** Records supplied **
┌────────
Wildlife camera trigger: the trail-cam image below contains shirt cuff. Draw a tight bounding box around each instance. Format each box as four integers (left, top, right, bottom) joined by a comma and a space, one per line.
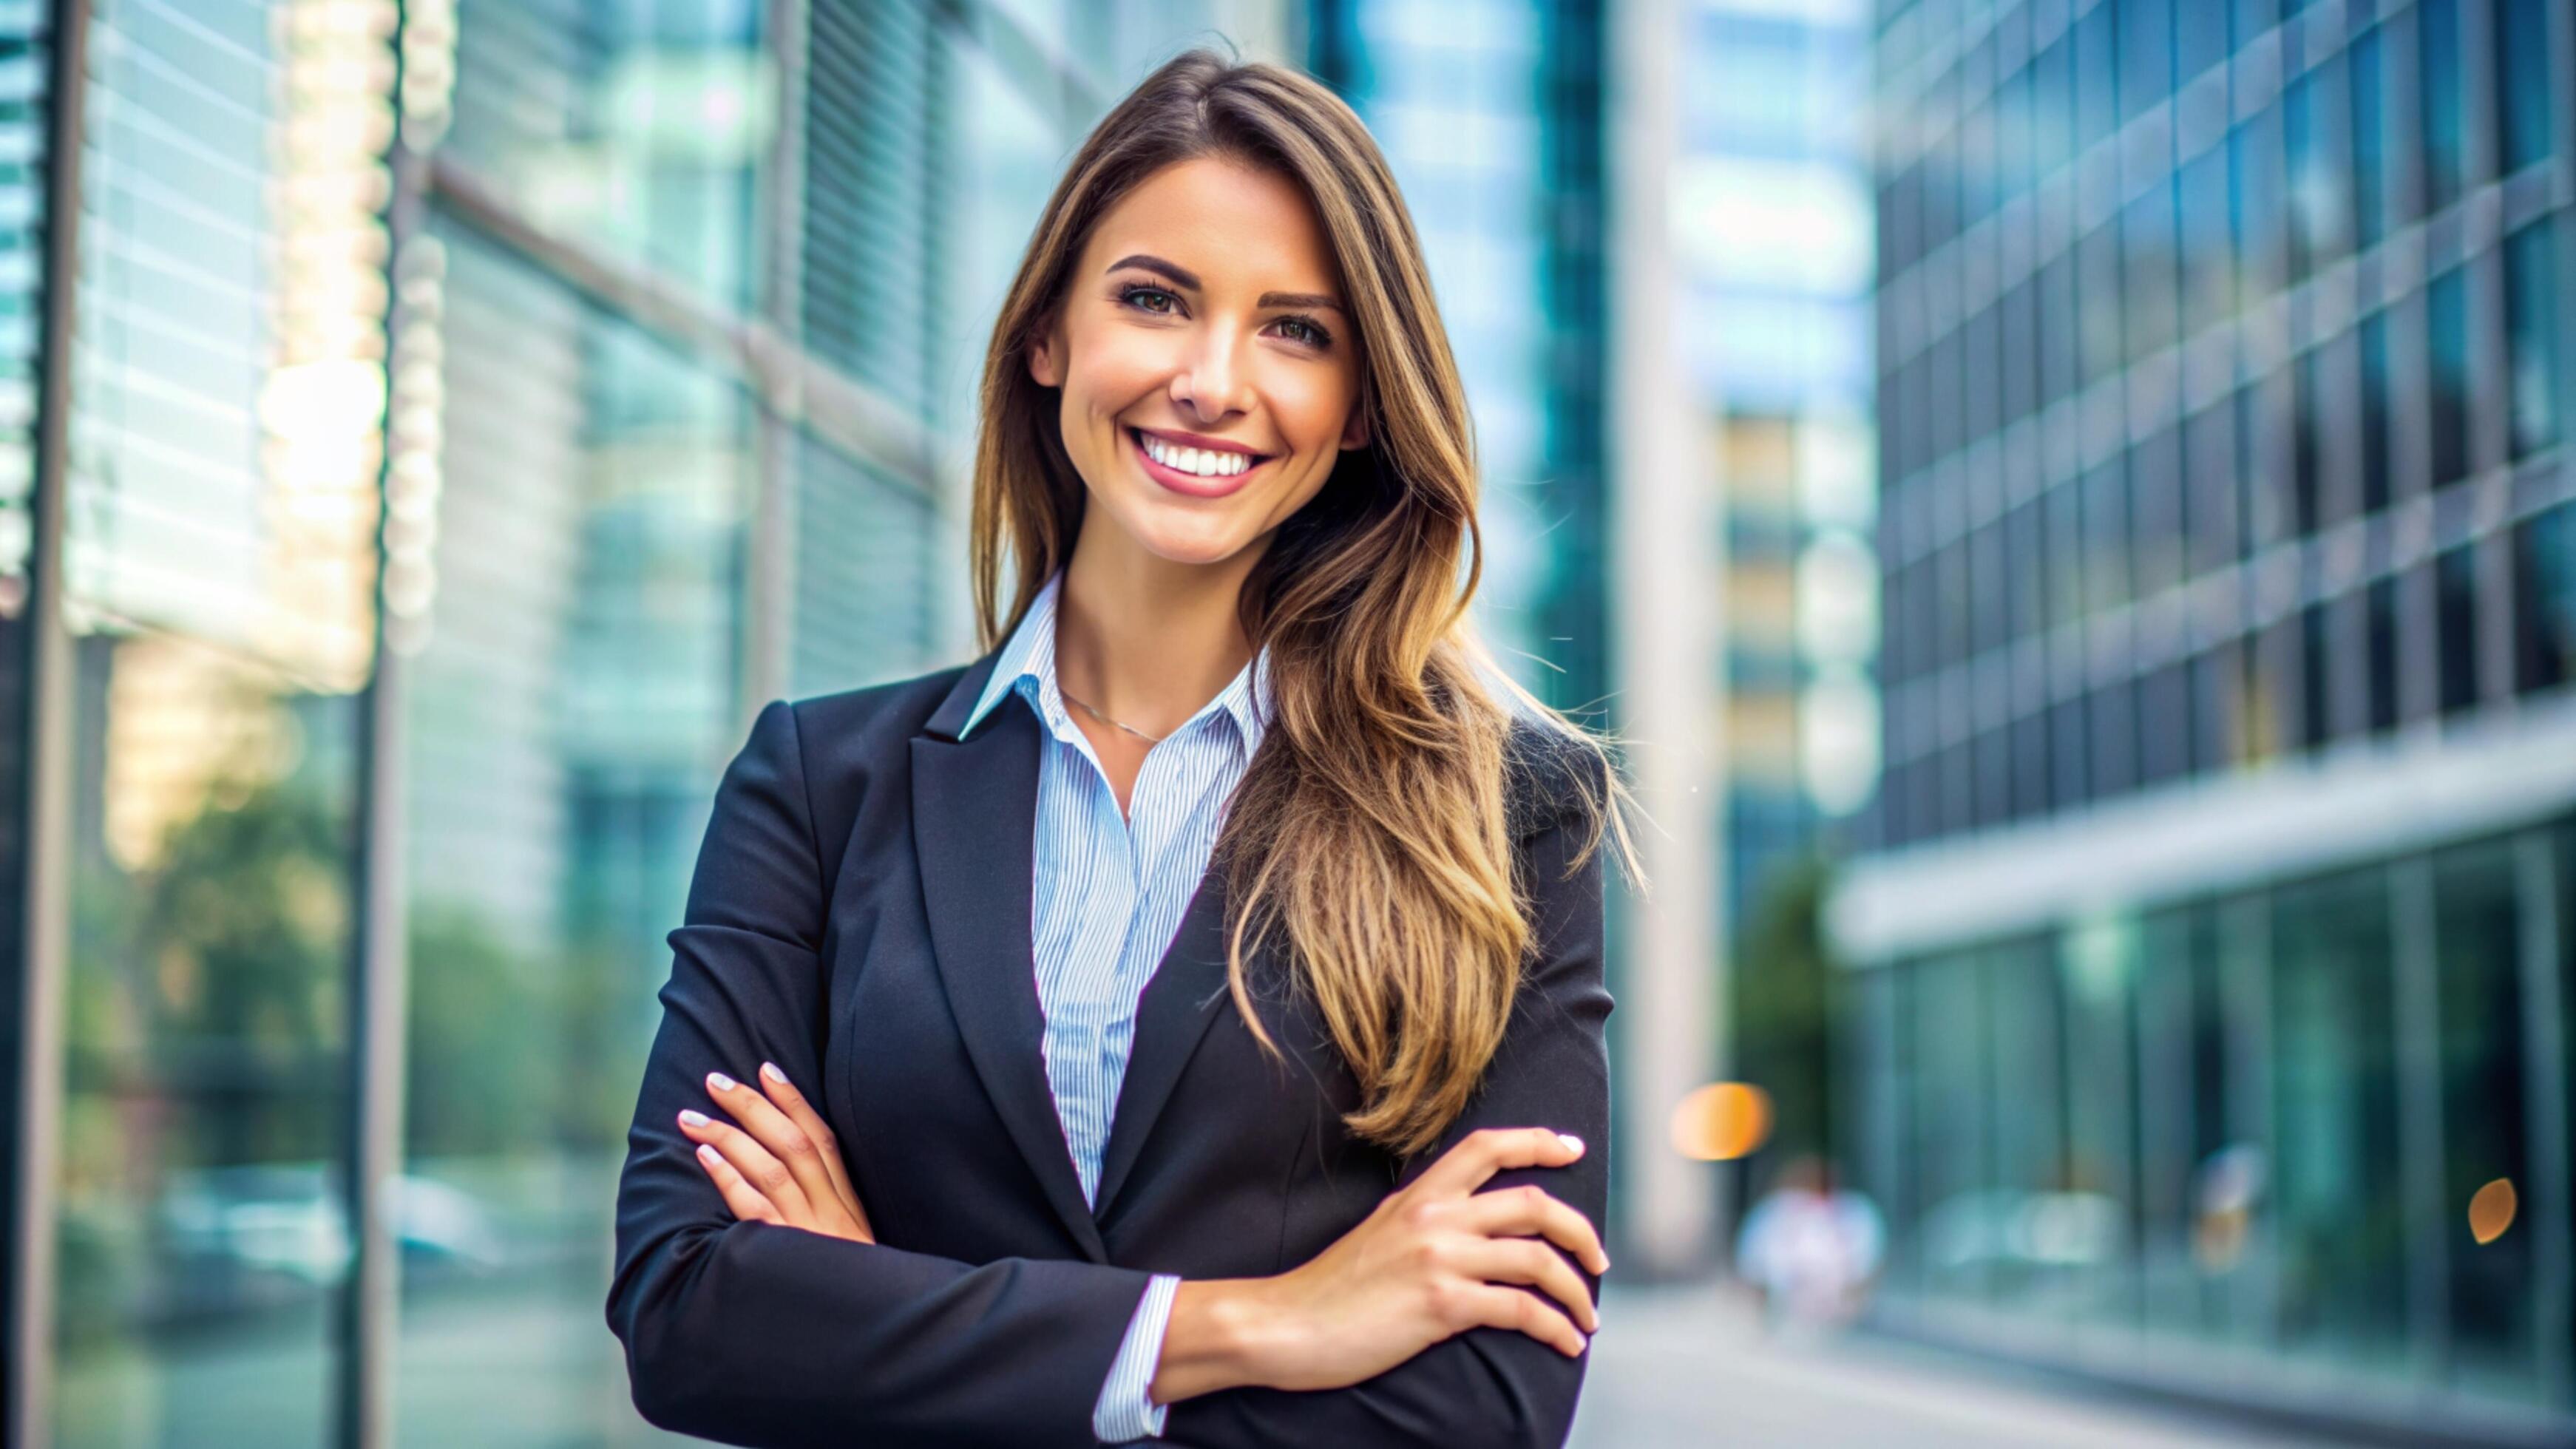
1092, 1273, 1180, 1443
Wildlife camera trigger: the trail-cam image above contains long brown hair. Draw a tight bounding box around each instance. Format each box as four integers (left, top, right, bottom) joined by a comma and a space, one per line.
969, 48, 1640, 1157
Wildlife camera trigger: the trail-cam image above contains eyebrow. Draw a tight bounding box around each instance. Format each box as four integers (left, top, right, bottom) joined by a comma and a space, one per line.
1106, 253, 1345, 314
└────────
** Instructions for the task **
With the line containing "Wildlife camera trigger: the trail-cam image above contains long" as the first and the final line of the records as the last, copy that span exactly and nothing more.

** Reply **
Wildlife camera trigger: the trail-cam image above contains long brown hair. Draw a tight bounding box around each instance. Format each box as four integers (left, top, right, bottom) joined by a comma and a space, one per line.
969, 48, 1640, 1157
Wildlife camera trigger: the trail-cam image above contains eyebrow. Draw a tight bounding box around each instance. Format each box as four integers (left, top, right, bottom) joined by a comma and a space, one per line.
1106, 253, 1345, 314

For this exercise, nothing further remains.